___ SUPPLIED ENTRIES ___

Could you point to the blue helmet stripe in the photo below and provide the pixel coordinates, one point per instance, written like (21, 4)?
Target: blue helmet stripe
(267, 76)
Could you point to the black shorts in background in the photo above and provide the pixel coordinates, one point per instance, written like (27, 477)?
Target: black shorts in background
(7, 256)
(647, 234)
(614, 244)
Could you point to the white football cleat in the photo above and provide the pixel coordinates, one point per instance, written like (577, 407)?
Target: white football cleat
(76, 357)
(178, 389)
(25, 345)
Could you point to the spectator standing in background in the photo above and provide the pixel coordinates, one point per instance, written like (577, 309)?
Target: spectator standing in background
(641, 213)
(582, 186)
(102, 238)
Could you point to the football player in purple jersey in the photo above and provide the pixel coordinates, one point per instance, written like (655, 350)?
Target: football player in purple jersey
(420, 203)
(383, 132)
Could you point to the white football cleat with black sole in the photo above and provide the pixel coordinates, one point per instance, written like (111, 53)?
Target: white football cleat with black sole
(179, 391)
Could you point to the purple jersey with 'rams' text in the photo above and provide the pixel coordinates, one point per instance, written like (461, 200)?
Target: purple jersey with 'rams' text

___

* **AIM OF THE TASK**
The listing above should be printed again in full, unchanged.

* **EXPECTED OUTPUT**
Could you point to the blue helmet stripe in the photo below and provide the pixel coordinates, one point per instance, written like (21, 4)?
Target: blue helmet stripe
(267, 76)
Could you point to the black shorts in background in the photo above and provide the pixel coordinates, one point per instance, written like (27, 477)?
Target: black shorts in background
(7, 256)
(647, 234)
(614, 244)
Could you point to the white football cleat in the photo above and provide the pixel coordinates, one point per instance, written like (577, 407)?
Target: white football cleat
(76, 357)
(178, 389)
(25, 345)
Could you point to the spectator standing in background in the photo above and provide the pixel coordinates, one point per instance, written like (577, 309)?
Target: spectator standing in background
(641, 213)
(582, 186)
(102, 238)
Could you point to the football player in purple jersey in the photo above and provide the pixel coordinates, one point per instance, written like (655, 350)?
Target: football player in purple jersey
(420, 203)
(383, 132)
Could you point to the white football cleat with black sole in the photo above and provide the pixel coordinates, one point per instance, written like (111, 53)?
Target: white football cleat with black sole
(179, 391)
Could you point to the purple jersey with 'rams' text in the photo above and provide the pixel coordinates, one point per instance, written like (461, 200)?
Target: purple jersey with 'rams' text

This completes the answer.